_YOUR INSTRUCTIONS_:
Copy out every line of the items below word for word, keeping them in the same order.

(Pointing entries for labeled objects)
** start **

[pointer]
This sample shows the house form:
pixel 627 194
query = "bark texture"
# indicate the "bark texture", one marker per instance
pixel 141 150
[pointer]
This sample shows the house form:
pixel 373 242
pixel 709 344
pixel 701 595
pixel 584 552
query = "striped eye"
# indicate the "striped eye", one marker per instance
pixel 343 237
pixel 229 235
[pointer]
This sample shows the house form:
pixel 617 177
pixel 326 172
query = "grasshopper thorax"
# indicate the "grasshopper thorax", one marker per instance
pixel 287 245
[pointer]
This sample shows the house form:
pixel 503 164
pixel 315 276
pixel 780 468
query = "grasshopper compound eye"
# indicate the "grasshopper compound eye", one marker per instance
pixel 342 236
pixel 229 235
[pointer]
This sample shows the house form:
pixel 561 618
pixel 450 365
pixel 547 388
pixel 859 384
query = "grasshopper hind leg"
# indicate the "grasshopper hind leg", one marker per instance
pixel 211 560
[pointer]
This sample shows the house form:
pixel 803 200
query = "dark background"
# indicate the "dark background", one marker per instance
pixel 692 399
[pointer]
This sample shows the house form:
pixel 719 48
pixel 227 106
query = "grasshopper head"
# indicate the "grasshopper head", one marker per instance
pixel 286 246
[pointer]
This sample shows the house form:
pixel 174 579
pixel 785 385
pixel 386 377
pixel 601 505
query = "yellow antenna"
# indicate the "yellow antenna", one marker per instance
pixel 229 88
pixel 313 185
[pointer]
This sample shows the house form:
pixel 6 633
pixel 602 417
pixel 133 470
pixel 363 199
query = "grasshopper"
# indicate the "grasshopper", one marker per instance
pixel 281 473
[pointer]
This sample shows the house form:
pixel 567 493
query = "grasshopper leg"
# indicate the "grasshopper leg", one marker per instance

** end **

_OUTPUT BELOW_:
[pointer]
This sample shows the house form:
pixel 627 194
query = "bark texture"
# indicate the "bark texture", one marker per instance
pixel 141 150
[pointer]
This sample shows the house form:
pixel 373 242
pixel 709 344
pixel 701 595
pixel 584 552
query = "striped eye"
# indicate the "striped eye", one marker per instance
pixel 343 237
pixel 229 235
[pointer]
This sample shows the house form:
pixel 617 177
pixel 326 172
query = "grasshopper thorax"
# indicate the "grasshopper thorax", one marker per instance
pixel 287 245
[pointer]
This sample shows the house form:
pixel 503 164
pixel 315 276
pixel 780 468
query = "grasshopper compound eye"
# indicate the "grasshopper compound eye", one marker per instance
pixel 342 236
pixel 229 235
[pointer]
This sample shows the house form:
pixel 561 618
pixel 450 365
pixel 547 388
pixel 859 384
query = "grasshopper hind leg"
# indicate the "grasshopper hind leg", one marker per instance
pixel 211 560
[pointer]
This sample shows the house form:
pixel 803 200
query = "dark background"
# indicate the "dark background", one marker per instance
pixel 692 399
[pointer]
This sample shows the house form:
pixel 719 48
pixel 227 106
query = "grasshopper head"
# indicate the "grasshopper head", one marker per instance
pixel 286 246
[pointer]
This sample shows the house form:
pixel 174 579
pixel 785 385
pixel 386 377
pixel 601 505
query = "yellow antenna"
# indicate the "yellow antenna", one marker per instance
pixel 229 88
pixel 313 185
[pointer]
This sample shows the house form:
pixel 6 633
pixel 602 417
pixel 133 470
pixel 363 199
query = "grasshopper"
# indicate the "grasshopper", one marker per instance
pixel 281 473
[pointer]
This sample shows the house form:
pixel 567 493
query = "grasshopper leg"
# indicate the "grasshopper leg", one marker per instance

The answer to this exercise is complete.